* _Tasks to perform_:
a) List every four-digit year mentioned in the forum thread, each year once.
b) In the forum thread, swap "ice cores" for "ice sheets" and reproduce the passage from "Among scientists, there" up to and including "and sedimentary rocks.".
c) Answer these questions from the forum thread:
(i) In what year did the drilling boom begin?
(ii) Who first used the term "Anthropocene," and in what year?
(iii) How many years ago did the Holocene begin?

* _Document passage_:
++++++++++++++++++++

The documents reveal that the wastewater, which is sometimes hauled to sewage plants not designed to treat it and then discharged into rivers that supply drinking water, contains radioactivity at levels higher than previously known, and far higher than the level that federal regulators say is safe for these treatment plants to handle.

Other documents and interviews show that many E.P.A. scientists are alarmed, warning that the drilling waste is a threat to drinking water in Pennsylvania. Their concern is based partly on a 2009 study, never made public, written by an E.P.A. consultant who concluded that some sewage treatment plants were incapable of removing certain drilling waste contaminants and were probably violating the law.

The Times also found never-reported studies by the E.P.A. and a confidential study by the drilling industry that all concluded that radioactivity in drilling waste cannot be fully diluted in rivers and other waterways.

But the E.P.A. has not intervened. In fact, federal and state regulators are allowing most sewage treatment plants that accept drilling waste not to test for radioactivity. And most drinking-water intake plants downstream from those sewage treatment plants in Pennsylvania, with the blessing of regulators, have not tested for radioactivity since before 2006, even though the drilling boom began in 2008.

In other words, there is no way of guaranteeing that the drinking water taken in by all these plants is safe.

That has experts worried.
danon5
 
  1  
Reply Sun 27 Feb, 2011 06:05 pm
@sumac,
sumac, thanks for the article...........

Those people can just 'Frack' themselves so I think!!!!!!!!

another tree asmiling!!!!!!!!!

sumac
 
  2  
Reply Mon 28 Feb, 2011 08:28 am
@danon5,
February 27, 2011

The Anthropocene

The edges of historical eras tend to be fuzzy. It would be nice to think that someone awoke in Florence, Italy, one day in the late 1300s — perhaps as spring started— and said, “Today the Renaissance begins!” We can be sure no one did, if only because historians discern such eras only in retrospect. The same is true of geological epochs. Humans existed when the Pleistocene ended and the Holocene began, 11,500 years ago. The geologic time scale, which defines geological periods, began to take its modern form only in the 19th century.

Among scientists, there is now serious talk that the Holocene has ended and a new era has begun, called the Anthropocene, a term first used in 2000 by Paul Crutzen, who shared a Nobel Prize for his work on the chemical mechanisms that affect the ozone layer.

The Royal Society has devoted a recent issue of its Philosophical Transactions to the Anthropocene. According to one of the papers, the name is “a vivid expression of the degree of environmental change on planet Earth.” It means that human activity has left a “stratigraphic signal” detectable thousands of years from now in ice cores and sedimentary rocks.

++++++++++++++++++++

* _Given data_:
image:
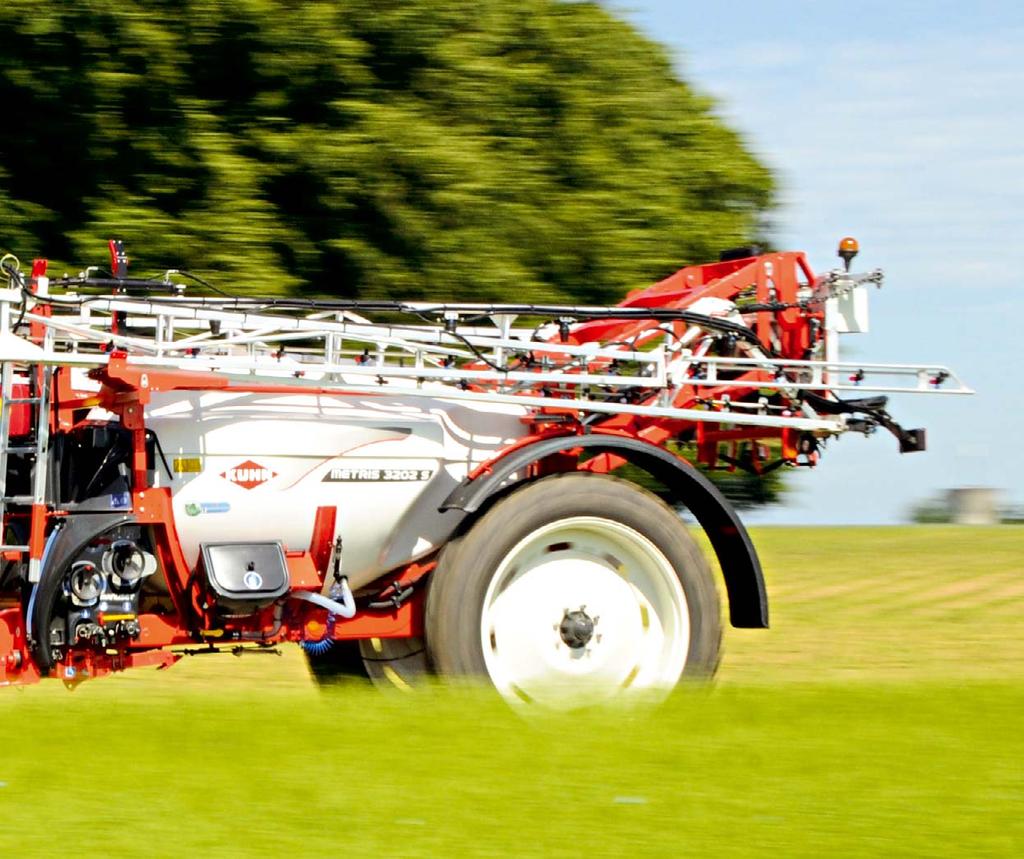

++++++++++++++++++++

* _Solutions by task_:
a) 2009, 2006, 2008, 2011, 2000

b)
Among scientists, there is now serious talk that the Holocene has ended and a new era has begun, called the Anthropocene, a term first used in 2000 by Paul Crutzen, who shared a Nobel Prize for his work on the chemical mechanisms that affect the ozone layer.

The Royal Society has devoted a recent issue of its Philosophical Transactions to the Anthropocene. According to one of the papers, the name is “a vivid expression of the degree of environmental change on planet Earth.” It means that human activity has left a “stratigraphic signal” detectable thousands of years from now in ice sheets and sedimentary rocks.

c)
(i) 2008
(ii) Paul Crutzen, in 2000
(iii) 11,500 years ago